SET OF TASKS ->
A. In the insurance text, what is liability insurance described as?
B. Retype the insurance text word for word, starting with "What’s the difference" and going on through "an out-of-pocket expense.".

TEXT TO READ ->
************

Making Sense of Motor Vehicle Insurance

Required by law in almost every jurisdiction on the planet, motor vehicle insurance is something every car and motorcycle owner must have before they hit the road. It’s a fundamental factor for enabling so many people to become drivers.

For most people, car insurance is little more than a monthly payment and a card they carry in their wallets. That is until they’re involved in an accident or caught driving without coverage. At that point, motor vehicle insurance becomes a significant part of their lives. Their choice of coverage – or their choice to go without it – will either come through for them or come back to haunt them.

What’s more, the month-to-month cost of car and motorcycle insurance adds up over time, making it a part of personal finance as much as personal responsibility. With this in mind, let’s break down the basics of motor vehicle insurance in hopes readers can apply that information to their decisions going forward:

What’s the difference between full coverage and liability only?

Also known as comprehensive insurance, full coverage policies exist to provide additional coverage on top of what’s required by law. On the other hand, liability insurance is the “bare minimum” required by the state in which the vehicle is registered.

The difference between full coverage and liability insurance is highlighted by the following hypothetical: let’s say you rear-ended another vehicle because you were looking down at your phone. If you have full coverage, your car’s damage is covered as much as the damage inflicted on the other vehicle. If you have liability only, the damage to your vehicle becomes an out-of-pocket expense.

************

PROVIDED INFORMATION ->
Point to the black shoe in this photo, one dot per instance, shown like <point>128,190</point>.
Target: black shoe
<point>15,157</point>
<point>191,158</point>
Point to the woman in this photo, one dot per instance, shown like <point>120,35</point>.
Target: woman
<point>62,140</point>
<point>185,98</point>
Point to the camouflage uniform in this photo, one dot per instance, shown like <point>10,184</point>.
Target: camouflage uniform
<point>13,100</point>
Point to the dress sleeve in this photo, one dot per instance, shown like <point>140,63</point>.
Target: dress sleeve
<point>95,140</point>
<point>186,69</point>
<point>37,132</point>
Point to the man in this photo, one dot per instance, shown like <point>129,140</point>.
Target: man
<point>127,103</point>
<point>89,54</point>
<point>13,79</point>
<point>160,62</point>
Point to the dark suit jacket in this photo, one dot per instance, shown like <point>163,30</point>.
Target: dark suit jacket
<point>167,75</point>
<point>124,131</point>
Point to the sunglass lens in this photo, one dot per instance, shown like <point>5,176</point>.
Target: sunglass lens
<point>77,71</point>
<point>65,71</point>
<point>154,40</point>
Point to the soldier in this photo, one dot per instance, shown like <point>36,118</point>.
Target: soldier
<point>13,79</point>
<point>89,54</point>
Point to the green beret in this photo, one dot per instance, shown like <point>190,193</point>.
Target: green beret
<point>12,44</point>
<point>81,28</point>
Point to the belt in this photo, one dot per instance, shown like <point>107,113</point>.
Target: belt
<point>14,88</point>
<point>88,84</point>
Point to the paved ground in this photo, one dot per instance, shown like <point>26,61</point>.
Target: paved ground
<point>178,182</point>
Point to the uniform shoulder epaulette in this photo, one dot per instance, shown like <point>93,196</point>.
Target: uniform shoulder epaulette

************

PER-TASK ANSWERS ->
A. The "bare minimum" required by the state in which the vehicle is registered.

B.
What’s the difference between full coverage and liability only?

Also known as comprehensive insurance, full coverage policies exist to provide additional coverage on top of what’s required by law. On the other hand, liability insurance is the “bare minimum” required by the state in which the vehicle is registered.

The difference between full coverage and liability insurance is highlighted by the following hypothetical: let’s say you rear-ended another vehicle because you were looking down at your phone. If you have full coverage, your car’s damage is covered as much as the damage inflicted on the other vehicle. If you have liability only, the damage to your vehicle becomes an out-of-pocket expense.